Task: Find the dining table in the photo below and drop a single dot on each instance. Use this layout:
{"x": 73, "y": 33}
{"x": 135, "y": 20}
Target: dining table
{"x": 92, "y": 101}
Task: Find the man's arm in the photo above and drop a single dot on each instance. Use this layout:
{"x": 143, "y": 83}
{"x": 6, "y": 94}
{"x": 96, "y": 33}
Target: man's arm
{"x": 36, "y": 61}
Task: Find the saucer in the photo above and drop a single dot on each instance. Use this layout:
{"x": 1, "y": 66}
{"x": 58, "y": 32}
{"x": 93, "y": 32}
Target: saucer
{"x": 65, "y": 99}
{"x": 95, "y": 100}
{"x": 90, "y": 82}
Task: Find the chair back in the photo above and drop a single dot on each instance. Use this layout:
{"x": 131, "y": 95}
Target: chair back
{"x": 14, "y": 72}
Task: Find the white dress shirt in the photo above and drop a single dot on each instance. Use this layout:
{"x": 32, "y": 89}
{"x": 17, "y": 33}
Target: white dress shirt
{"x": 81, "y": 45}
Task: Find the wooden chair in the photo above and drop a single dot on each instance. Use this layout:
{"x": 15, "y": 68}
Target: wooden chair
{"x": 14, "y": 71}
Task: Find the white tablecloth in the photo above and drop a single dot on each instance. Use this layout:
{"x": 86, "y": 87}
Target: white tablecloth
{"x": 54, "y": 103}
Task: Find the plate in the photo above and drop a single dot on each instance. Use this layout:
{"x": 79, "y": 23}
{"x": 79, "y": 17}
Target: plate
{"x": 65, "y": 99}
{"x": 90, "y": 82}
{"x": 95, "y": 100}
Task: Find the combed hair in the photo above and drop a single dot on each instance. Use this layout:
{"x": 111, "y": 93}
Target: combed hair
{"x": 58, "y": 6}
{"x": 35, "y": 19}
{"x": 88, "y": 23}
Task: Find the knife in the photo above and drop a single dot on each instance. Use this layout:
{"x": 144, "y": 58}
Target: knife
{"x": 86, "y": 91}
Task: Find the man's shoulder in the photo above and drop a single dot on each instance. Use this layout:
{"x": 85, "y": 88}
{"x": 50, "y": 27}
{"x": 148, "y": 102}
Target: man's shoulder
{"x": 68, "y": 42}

******************************

Activity
Please go through the listing and return each line that has "above" in it.

Problem solution
Task: Find the man's arm in the photo above and drop a single dot on each instance. Use this layout:
Task: Find the saucer in the photo above and drop a single dot on each instance. Use this layout:
Task: Find the chair back in the photo above and drop a single dot on each instance. Use this layout:
Task: Find the white dress shirt in the photo above and drop a single dot on each instance. Use this layout:
Task: Find the wooden chair in the photo above and drop a single dot on each instance. Use this layout:
Task: Find the white tablecloth in the photo above and drop a single dot on each instance. Use this layout:
Task: Find the plate in the photo above and drop a single dot on each instance. Use this layout:
Task: Find the combed hair in the photo above and drop a single dot on each instance. Use this layout:
Task: Find the knife in the photo above and drop a single dot on each instance. Use this layout:
Task: Find the man's shoulder in the photo above and drop a single dot on each instance. Use this layout:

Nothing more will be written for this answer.